### Goal
State how many lines in the rows below contain the string "calm", matching case exactly, and reply with only that number.

======== Provided records ========

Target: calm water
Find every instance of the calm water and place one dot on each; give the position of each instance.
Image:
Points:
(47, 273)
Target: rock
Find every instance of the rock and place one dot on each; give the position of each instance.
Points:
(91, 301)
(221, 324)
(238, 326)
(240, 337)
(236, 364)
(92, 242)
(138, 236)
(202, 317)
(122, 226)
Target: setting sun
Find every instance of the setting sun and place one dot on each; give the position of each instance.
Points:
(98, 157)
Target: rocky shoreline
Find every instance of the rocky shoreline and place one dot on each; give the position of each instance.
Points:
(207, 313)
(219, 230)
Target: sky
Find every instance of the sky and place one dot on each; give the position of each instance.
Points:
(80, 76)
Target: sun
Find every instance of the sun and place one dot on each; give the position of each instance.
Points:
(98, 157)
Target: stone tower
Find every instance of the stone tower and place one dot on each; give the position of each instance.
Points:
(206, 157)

========
======== Provided records ========

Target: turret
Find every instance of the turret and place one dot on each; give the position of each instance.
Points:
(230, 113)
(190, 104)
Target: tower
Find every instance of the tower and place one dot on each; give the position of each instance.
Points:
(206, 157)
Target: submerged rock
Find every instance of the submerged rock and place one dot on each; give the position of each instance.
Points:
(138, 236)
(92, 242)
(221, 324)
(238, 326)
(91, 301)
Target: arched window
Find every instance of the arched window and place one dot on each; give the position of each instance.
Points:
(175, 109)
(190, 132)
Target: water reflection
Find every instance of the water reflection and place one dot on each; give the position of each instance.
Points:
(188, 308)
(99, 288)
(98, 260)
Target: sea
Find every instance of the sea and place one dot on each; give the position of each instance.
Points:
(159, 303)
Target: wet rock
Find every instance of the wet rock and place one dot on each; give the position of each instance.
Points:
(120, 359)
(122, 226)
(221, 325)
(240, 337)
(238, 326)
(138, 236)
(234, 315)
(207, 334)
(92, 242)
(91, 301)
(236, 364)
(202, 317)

========

### The response
2